Written exercise — Rewrite the listing below as a JSON list of strings, one string per line, with blank lines and picture lines left out.
******
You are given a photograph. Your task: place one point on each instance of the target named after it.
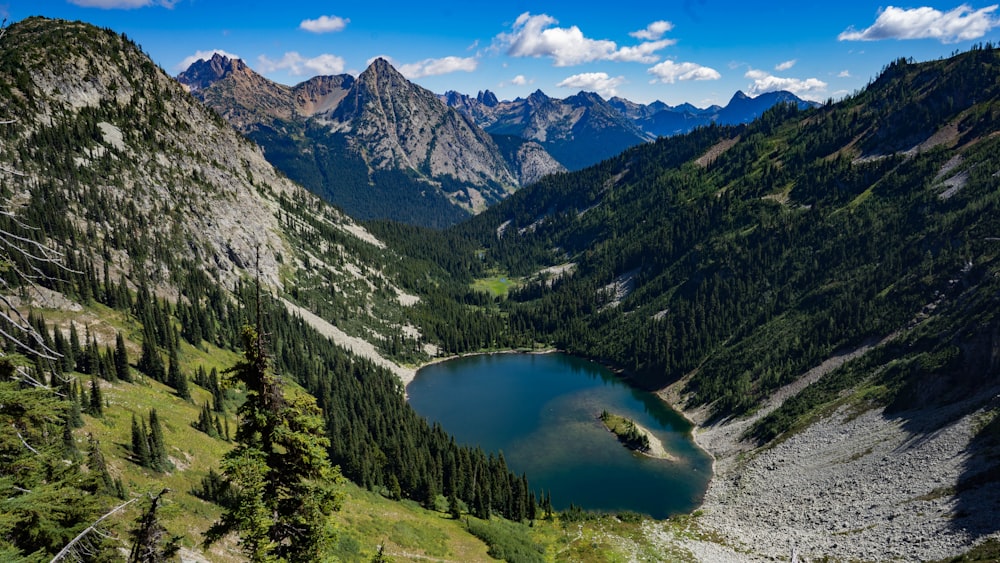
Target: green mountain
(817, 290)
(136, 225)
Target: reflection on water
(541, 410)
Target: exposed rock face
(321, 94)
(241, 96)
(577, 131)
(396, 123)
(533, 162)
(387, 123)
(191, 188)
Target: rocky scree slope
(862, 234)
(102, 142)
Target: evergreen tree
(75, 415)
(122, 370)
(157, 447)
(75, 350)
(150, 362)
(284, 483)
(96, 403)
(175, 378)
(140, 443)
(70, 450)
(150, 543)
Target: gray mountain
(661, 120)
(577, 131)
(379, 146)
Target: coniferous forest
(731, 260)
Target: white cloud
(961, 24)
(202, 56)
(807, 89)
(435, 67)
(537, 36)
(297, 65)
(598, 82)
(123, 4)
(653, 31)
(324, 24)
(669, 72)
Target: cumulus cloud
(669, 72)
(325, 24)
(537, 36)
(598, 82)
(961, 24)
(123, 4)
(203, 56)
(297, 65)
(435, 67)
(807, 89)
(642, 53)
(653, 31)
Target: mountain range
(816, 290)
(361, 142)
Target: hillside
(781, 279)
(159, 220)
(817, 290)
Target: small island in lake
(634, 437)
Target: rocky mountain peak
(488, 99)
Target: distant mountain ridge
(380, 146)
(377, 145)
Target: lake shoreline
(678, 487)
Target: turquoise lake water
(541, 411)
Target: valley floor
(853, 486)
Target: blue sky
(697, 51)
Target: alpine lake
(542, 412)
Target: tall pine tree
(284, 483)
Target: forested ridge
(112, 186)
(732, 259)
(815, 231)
******
Answer to the problem —
[
  "You are given a photograph. Your task: place one point on each instance of the target named after it.",
  "Target: green mountain",
  "(817, 290)",
  "(136, 225)",
  "Target: reflection on water",
  "(541, 410)",
  "Target: exposed rock face",
  "(321, 94)",
  "(241, 96)",
  "(577, 131)",
  "(396, 123)",
  "(533, 162)",
  "(387, 123)",
  "(191, 188)",
  "Target: rocky scree slope",
  "(862, 234)",
  "(102, 142)",
  "Target: evergreen tree",
  "(75, 415)",
  "(122, 370)",
  "(157, 447)",
  "(75, 350)",
  "(150, 362)",
  "(284, 483)",
  "(96, 403)",
  "(175, 378)",
  "(140, 443)",
  "(70, 450)",
  "(150, 543)",
  "Target: gray mountain",
  "(661, 120)",
  "(577, 131)",
  "(379, 146)",
  "Target: coniferous forest",
  "(731, 260)",
  "Target: white cloud",
  "(961, 24)",
  "(202, 56)",
  "(807, 89)",
  "(435, 67)",
  "(537, 36)",
  "(297, 65)",
  "(598, 82)",
  "(123, 4)",
  "(653, 31)",
  "(324, 24)",
  "(669, 72)",
  "Target: cumulus cloud",
  "(669, 72)",
  "(325, 24)",
  "(537, 36)",
  "(598, 82)",
  "(961, 24)",
  "(123, 4)",
  "(203, 56)",
  "(297, 65)",
  "(435, 67)",
  "(807, 89)",
  "(642, 53)",
  "(653, 31)",
  "Target: mountain range",
  "(816, 290)",
  "(361, 142)",
  "Target: hillside",
  "(781, 279)",
  "(159, 220)",
  "(817, 290)",
  "Target: small island in lake",
  "(634, 437)",
  "Target: rocky mountain peak",
  "(488, 99)",
  "Target: distant mountain ridge",
  "(380, 146)",
  "(377, 145)",
  "Target: lake shoreline",
  "(678, 487)",
  "Target: turquoise lake water",
  "(541, 411)",
  "Target: valley floor",
  "(853, 486)",
  "Target: blue sky",
  "(697, 51)",
  "Target: alpine lake",
  "(542, 412)",
  "Target: tall pine tree",
  "(284, 483)",
  "Target: forested ridge",
  "(112, 186)",
  "(732, 259)",
  "(815, 231)"
]